22/09/2015

Liderança Guarani-Kaiowá vai à ONU novamente para denunciar acirramento da violência contra seu povo

Mais uma vez uma liderança indígena apelou aos organismos internacionais para denunciar a situação de extrema barbárie e crise humanitária que o povo indígena Guarani-Kaiowá enfrenta no Mato Grosso do Sul. Eliseu Lopes apresentou hoje (22), por volta das 12h (horário de Brasília), na 30ª Sessão do Conselho de Direitos Humanos das Nações Unidas, em Genebra, na Suíça, o recente acirramento dos conflitos em uma realidade que há décadas tem sido bastante trágica.

 

Apenas cinco meses após ter ido à Nova Iorque relatar ao Fórum Permanente para Questões Indígenas, da Organização das Nações Unidas (ONU), a violência cotidiana praticada contra os povos no Mato Grosso do Sul (MS), o estado mais violento do Brasil contra os indígenas, a liderança do tekoha Kurusu Ambá denunciou que esta realidade se agravou ainda mais nos últimos meses. No dia 29 de agosto, Semião Vilhalva, de apenas 24 anos, foi assassinado durante um ataque de fazendeiros ao tekoha Ñanderú Marangatú, localizado no município de Antônio João (MS). Marçal de Souza e Durvalino Rocha são outras importantes lideranças que foram assassinadas na mesma área.

 

Apesar desse território tradicional ter sido reconhecido e homologado pelo governo federal em 2005, há 10 anos mais de 1.200 pessoas vivem em apenas 30 hectares. “Isto porque, há uma década, o ministro da Suprema Corte, Gilmar Mendes, que é ligado aos setores do agronegócio brasileiro, protela o julgamento de uma ação que suspendeu violentamente os efeitos da homologação presidencial. Na ocasião, fomos barbaramente despejados pelas forças de segurança”, declarou Eliseu.

Tarefa 1
Segundo o texto de leitura, quantas pessoas vivem há 10 anos em apenas 30 hectares do território de Ñanderú Marangatú?

Material fornecido
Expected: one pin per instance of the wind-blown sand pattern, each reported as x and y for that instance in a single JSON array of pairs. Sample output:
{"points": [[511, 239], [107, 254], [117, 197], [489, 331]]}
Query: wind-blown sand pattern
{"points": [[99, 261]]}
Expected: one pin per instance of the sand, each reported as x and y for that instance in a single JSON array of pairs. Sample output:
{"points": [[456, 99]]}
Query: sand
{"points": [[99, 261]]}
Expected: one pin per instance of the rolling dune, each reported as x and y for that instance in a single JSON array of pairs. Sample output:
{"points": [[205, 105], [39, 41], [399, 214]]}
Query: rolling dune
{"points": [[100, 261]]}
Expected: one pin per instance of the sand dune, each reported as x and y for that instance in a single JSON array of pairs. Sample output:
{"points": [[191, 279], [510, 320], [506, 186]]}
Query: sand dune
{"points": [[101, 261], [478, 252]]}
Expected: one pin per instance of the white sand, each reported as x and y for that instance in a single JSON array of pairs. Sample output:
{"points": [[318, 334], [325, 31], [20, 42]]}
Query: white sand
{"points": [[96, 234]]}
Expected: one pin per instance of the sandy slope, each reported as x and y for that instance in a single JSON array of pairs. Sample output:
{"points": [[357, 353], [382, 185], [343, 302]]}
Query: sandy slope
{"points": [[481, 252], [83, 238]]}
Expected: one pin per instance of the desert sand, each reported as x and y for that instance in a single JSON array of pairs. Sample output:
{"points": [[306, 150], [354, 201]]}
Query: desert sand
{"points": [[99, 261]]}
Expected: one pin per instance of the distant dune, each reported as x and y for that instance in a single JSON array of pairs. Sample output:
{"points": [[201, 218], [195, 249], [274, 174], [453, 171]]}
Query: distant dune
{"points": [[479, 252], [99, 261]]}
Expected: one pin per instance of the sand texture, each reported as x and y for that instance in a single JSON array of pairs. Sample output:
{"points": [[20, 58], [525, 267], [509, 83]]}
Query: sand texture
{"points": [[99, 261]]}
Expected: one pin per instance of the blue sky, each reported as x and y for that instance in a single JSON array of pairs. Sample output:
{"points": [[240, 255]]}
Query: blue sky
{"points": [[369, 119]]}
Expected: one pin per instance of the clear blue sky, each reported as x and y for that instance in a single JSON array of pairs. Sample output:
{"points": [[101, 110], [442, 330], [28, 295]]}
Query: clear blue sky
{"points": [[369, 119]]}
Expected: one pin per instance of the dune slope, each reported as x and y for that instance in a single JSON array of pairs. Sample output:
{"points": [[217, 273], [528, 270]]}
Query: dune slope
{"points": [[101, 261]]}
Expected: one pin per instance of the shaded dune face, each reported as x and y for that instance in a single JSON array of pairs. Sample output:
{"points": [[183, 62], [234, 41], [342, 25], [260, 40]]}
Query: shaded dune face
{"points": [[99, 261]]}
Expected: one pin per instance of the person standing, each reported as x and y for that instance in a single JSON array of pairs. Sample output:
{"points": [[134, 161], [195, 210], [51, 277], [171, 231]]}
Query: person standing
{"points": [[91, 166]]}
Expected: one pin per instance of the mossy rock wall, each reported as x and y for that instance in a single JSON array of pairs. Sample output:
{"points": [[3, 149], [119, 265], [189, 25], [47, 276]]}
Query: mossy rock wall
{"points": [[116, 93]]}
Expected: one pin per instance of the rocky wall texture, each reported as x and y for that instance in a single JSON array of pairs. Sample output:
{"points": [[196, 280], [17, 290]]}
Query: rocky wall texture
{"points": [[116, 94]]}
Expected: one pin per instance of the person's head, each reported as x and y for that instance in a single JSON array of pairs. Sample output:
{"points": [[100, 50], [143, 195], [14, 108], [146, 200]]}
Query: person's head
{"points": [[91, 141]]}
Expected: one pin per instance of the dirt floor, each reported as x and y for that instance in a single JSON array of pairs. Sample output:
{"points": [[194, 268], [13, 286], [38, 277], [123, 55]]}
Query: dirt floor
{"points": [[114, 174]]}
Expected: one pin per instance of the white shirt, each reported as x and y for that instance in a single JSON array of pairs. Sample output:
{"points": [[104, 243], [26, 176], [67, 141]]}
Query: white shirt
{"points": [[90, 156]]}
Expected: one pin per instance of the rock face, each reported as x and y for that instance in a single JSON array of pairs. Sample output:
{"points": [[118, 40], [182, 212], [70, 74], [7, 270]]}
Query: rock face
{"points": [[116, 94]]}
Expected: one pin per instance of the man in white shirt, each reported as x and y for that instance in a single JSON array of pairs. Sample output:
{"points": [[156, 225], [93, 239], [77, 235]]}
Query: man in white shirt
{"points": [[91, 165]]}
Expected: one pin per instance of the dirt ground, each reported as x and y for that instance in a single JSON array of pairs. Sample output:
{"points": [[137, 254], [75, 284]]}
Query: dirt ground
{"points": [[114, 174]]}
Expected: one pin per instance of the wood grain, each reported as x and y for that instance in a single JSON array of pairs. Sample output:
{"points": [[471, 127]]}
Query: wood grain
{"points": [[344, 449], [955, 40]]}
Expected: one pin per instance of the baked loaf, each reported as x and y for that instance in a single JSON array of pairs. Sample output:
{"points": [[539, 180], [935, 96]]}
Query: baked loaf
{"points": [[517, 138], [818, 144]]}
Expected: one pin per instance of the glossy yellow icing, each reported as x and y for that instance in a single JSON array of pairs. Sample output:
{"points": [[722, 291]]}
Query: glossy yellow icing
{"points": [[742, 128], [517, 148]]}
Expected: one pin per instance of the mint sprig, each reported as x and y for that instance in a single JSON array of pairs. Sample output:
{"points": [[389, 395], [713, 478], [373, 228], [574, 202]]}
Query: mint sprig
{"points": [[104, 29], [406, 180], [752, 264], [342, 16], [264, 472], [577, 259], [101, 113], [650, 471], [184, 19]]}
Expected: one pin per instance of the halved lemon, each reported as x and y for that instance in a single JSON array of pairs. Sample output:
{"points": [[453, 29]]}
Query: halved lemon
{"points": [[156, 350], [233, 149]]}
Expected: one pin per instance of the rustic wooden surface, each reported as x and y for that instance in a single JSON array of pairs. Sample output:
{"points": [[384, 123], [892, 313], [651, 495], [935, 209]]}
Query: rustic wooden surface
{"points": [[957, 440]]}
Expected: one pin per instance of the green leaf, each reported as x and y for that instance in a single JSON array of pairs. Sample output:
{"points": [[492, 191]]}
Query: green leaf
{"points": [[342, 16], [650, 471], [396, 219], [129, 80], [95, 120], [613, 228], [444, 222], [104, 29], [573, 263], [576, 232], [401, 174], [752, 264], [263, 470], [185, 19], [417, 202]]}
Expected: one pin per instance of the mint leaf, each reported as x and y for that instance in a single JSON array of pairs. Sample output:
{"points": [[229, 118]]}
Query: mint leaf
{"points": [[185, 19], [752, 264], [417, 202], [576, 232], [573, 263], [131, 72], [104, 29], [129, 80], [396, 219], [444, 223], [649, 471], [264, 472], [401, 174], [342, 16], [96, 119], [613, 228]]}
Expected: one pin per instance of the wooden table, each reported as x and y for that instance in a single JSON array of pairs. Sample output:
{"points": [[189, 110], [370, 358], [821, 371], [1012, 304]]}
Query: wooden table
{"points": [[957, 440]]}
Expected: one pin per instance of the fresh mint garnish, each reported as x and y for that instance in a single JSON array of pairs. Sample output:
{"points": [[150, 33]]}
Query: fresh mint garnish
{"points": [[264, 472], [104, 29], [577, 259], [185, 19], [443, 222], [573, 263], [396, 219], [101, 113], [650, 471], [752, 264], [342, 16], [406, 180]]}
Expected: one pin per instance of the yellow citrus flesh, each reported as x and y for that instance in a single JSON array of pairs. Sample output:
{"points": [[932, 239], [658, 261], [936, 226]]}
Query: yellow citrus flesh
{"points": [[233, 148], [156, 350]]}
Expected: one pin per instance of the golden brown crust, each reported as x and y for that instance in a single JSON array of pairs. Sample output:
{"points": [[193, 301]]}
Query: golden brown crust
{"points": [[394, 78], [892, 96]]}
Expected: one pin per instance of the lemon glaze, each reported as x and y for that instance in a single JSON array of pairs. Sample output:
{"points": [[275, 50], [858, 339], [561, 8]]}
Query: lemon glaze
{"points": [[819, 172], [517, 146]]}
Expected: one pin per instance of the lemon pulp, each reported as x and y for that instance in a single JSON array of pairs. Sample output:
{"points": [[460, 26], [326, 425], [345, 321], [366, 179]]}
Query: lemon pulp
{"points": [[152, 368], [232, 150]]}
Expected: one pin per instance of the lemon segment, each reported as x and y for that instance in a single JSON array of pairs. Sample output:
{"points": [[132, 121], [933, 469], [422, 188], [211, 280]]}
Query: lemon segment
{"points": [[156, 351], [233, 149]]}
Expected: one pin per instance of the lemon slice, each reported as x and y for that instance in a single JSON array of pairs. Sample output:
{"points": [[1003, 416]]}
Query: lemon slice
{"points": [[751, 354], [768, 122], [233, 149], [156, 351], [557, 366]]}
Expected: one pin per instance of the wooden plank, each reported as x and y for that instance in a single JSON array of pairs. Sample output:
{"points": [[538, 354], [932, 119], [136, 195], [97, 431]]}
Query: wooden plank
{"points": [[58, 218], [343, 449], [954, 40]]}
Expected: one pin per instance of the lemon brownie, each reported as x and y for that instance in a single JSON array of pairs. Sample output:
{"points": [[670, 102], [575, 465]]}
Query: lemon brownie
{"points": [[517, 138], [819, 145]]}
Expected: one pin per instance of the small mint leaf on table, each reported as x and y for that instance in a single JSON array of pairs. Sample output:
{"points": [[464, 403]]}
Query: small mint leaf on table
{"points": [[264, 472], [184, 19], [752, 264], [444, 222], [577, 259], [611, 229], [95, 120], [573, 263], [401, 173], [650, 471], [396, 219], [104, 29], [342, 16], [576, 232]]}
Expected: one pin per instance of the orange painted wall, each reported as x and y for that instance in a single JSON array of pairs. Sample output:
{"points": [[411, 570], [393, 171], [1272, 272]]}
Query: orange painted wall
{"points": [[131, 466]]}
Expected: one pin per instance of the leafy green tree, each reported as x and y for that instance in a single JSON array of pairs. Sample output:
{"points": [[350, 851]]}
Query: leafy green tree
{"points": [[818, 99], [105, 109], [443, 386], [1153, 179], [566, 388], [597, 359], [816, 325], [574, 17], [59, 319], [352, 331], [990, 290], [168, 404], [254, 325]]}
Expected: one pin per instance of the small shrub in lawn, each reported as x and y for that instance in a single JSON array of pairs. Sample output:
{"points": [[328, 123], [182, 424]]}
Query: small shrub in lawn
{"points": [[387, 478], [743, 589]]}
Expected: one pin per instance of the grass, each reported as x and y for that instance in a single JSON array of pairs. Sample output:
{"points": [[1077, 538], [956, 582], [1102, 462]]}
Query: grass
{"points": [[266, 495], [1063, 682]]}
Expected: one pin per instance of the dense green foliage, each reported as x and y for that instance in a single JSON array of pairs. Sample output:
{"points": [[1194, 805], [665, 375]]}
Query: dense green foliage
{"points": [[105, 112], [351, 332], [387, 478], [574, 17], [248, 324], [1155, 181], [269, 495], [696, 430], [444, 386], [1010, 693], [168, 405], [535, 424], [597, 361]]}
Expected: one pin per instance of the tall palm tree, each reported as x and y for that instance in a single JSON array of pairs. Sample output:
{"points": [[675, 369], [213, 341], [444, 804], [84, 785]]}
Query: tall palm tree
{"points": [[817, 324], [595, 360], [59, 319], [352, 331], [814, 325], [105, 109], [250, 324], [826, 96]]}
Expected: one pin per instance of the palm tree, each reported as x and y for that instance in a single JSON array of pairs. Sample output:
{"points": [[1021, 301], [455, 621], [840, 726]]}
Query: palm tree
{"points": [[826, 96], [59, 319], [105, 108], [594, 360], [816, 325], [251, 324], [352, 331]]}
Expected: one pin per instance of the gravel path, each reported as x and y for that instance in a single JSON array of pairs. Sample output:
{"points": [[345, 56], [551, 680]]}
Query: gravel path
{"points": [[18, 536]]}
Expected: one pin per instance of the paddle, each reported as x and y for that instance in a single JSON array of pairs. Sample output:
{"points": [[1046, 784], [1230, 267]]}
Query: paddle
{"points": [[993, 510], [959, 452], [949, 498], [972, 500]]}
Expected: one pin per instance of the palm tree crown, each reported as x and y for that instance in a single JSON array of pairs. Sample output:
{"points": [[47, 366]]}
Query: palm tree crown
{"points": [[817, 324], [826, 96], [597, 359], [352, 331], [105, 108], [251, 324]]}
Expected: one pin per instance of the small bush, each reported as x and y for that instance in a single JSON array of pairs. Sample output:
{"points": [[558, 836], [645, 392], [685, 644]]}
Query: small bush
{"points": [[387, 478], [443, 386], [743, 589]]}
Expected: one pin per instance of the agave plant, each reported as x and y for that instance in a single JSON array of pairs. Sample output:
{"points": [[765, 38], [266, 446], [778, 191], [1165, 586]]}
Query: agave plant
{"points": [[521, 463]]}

Tarefa 2
Conte as linhas dos registros em que aparece a palavra "agave". Responda só com o número.

Resposta escrita 1
Mais de 1.200 pessoas.

Resposta escrita 2
2